## Task A
Reproduce the WAV text starting at "If you do not" and ending at "further information.".
## Task B
In the WAV text, what command uncompresses the .wav files once the SPHERE 2.0 package is installed?
---------- Reading passage
WAV

.wav files are compressed speech sample files.  Each .wav file has an
ascii header, which is not compressed, followed by the compressed
speech data.  Compression was done using the "shorten" speech
compression algorithm developed by Tony Robinson at Cambridge
University, UK, and implemented by NIST for use in their SPHERE v2.0
software package.  Accordingly, the ascii file headers are SPHERE
format headers, comprising the first 1024 bytes of each .wav file.
The first line specifies the header type and the second line specifies
the header length.  Below is a sample header:

NIST_1A
   1024
sample_byte_format -s2 10
channel_count -i 1
sample_count -i 15312
sample_rate -i 8000
sample_n_bytes -i 2
sample_sig_bits -i 16
end_head

As per the NIST format definition, the bytes between the "end_head"
line and the 1024th byte are undefined.  Full details on the header
format are given in the file "header.doc" in this directory.

In order to uncompress the speech data, you should obtain the latest
version of the SPHERE 2.0 software package.  This is available for
free via anonymous ftp, as follows ("%" is the operating system
prompt; "ftp>" is the prompt given by the ftp program):

	% ftp jaguar.ncsl.nist.gov
        Name:  anonymous
        Password:  <your email address>
        ftp> binary
        ftp> cd pub
        ftp> get sphere_2.0_Beta2.tar.Z
        ftp> bye
        % uncompress sphere_2.0_Beta2.tar.Z
        % tar xf sphere_2.0_Beta2.tar

If you do not have access to ftp file transfer services, please
contact the Linguistic Data Consortium; the software package can be
sent to you by mail on the media of your choice.

Once the SPHERE 2.0 package has been installed, the .wav files can be
uncompressed using the "w_decode" command; this program will convert
the compressed waveform data into 16-bit signed linear sample data,
using the byte order that is native to the system running the program.
Please refer to the documentation included in the SPHERE package for
further information.
--------------------
---------- Source data
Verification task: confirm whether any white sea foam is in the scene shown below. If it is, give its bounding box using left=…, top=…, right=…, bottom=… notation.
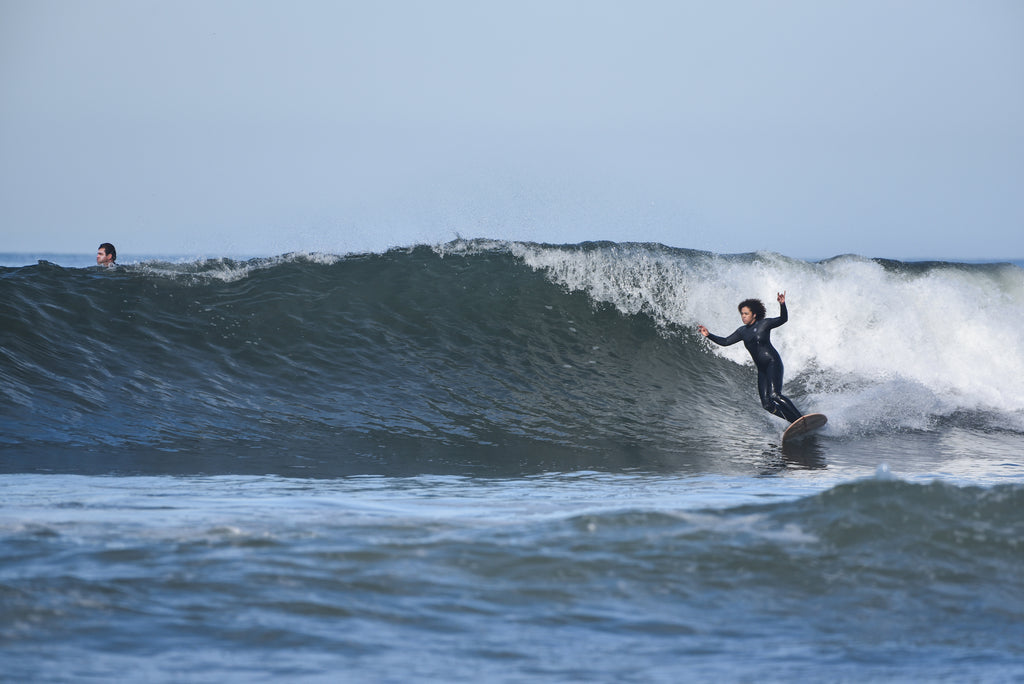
left=511, top=245, right=1024, bottom=419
--------------------
## Correct result A
If you do not have access to ftp file transfer services, please
contact the Linguistic Data Consortium; the software package can be
sent to you by mail on the media of your choice.

Once the SPHERE 2.0 package has been installed, the .wav files can be
uncompressed using the "w_decode" command; this program will convert
the compressed waveform data into 16-bit signed linear sample data,
using the byte order that is native to the system running the program.
Please refer to the documentation included in the SPHERE package for
further information.

## Correct result B
The "w_decode" command.